OBJECTIVE A:
In the article on US retailers and tariffs, by how much does S&P expect the latest round of tariffs to raise consumer prices?
OBJECTIVE B:
Please carry on the article about US retailers and tariffs, picking up right after its final sentence.

TEXT EXCERPT:

* START *

US consumers set to bear burden of Trump’s tariffs as American retailers such as Wal-Mart, Target and Best Buy weigh price hikes

  • Latest tariffs could erase spending power created by last year’s tax cuts, S&P says
  • UBS says levies could reduce sales by US$40 billion this year and lead to closure of 12,000 US stores

American retailers are increasingly warning consumers to brace for higher prices as the United States prepares to put tariffs on nearly all goods made in China, in the latest escalation in the trade war between the world’s two largest economies.

Over the past three weeks, some of the biggest sellers of everything from apparel to electronics in the US have expressed concern over how higher duties will affect their bottom lines and said they are preparing to pass along the increased cost to their customers.

Wal-Mart, Target and the electronics retailer Best Buy are among the shopkeepers that have said they are trying to control pricing, but customers should be prepared to spend more.

The higher costs come as the retail industry has been struggling with tighter margins and business conditions that have led to the collapse of Toys ‘R’ Us, Payless ShoeSource and Charlotte Russe in the past two years.

The question for retailers is how much of a hike consumers are willing to shoulder before they close their pocketbooks.

Consumers are ‘unequivocally the losers’ in US-China trade war, says IMF

“[Small and medium-sized businesses] tend to suffer more from tariffs and other trade barriers than large multinational firms do, with profit margins squeezed by rising costs,” S&P Global Ratings economists Beth Ann Bovino and Shaun Roache said in a research note. “To the extent that businesses can pass on these costs, consumers would see rising prices, with low-income households suffering the most.”

S&P said it expects the latest round of tariffs could increase consumer prices by 20 to 30 basis points, essentially erasing the spending power created by last year’s tax cuts in the US.

The latest round of tariffs come at a difficult time for US retailers.

Changing consumer tastes, the growth of e-commerce sales and slower traffic in malls and shopping centres have cut into sales and led to the closure of thousands of stores.

* END *

MATERIAL PROVIDED:
* START *

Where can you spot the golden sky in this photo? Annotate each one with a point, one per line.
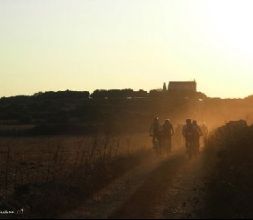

* END *

EXPECTED OUTPUT A:
By 20 to 30 basis points.

EXPECTED OUTPUT B:
UBS warned in a research note tariffs could reduce sales by US$40 billion for retailers this year and lead to the closure of 12,000 stores in the US.

According to Coresight Research, 7,150 retail store closures have been announced in the US this year. More than 5,500 stores closed in the US last year, and 6,955 closed in 2017, Coresight said.

Trade war will have consequences for consumers and producers, says Li & Fung

The news has been mixed for retailers in the first quarter despite a 3.2 per cent spurt in domestic product growth and low unemployment in the US.

Nordstrom, JC Penney Company and Kohl’s all saw comparable store sales drops in the first three months of the year.

Bruce H. Besanko, the chief financial officer at Kohl’s, said it was “becoming more difficult to offset the cost of shipping headwind” given the tariffs and the company’s efforts to increase its top-line growth through aggressive pricing and promotions. The company said its gross margin rate is now expected to be down 20 to 30 basis points for the year.

Gap Inc., the owner of the Gap, Banana Republic and Old Navy brands, could be the latest American retailer to sound the alarm when it reports its first-quarter results on Thursday.

Shares of the country’s biggest retail chains have traded significantly lower since US President Donald Trump said this month he would raise tariffs on thousands of Chinese goods.

Gap and Nordstrom have seen their shares drop about 20 per cent; Kohl’s stock is down 27 per cent; and JC Penney’s shares have fallen more than 38 per cent.

A Macy's store in New York. The retailer said it or its wholesale partner will have to absorb the increased cost of tariffs or risk driving away customers. Photo: AP

Trump has already placed tariffs on nearly half of all Chinese goods as he tries to force Beijing to change years of industrial and trade policy that he says is unfair to foreign companies. China has responded with its own tariffs on American products.

The two sides appeared close to reaching an agreement on trade this month, but the tone shifted abruptly and the US raised tariffs from 10 per cent to 25 per cent on about US$200 billion of Chinese products. Trump and his Chinese counterpart, Xi Jinping, are expected to meet on the sidelines at the G20 summit in Osaka in June.

“To the extent that the demand for tariffed goods is inelastic, US personal income may decline due to higher prices, with possible negative knock-on effects on real activity as consumers purchase smaller amounts of other goods,” Sonia Meskin, Standard Chartered’s US economist, said in a research note.

The hit on the supply side could be higher “because lower business income and supply-chain disruption could have deleterious effects on business investment and productivity,” she said.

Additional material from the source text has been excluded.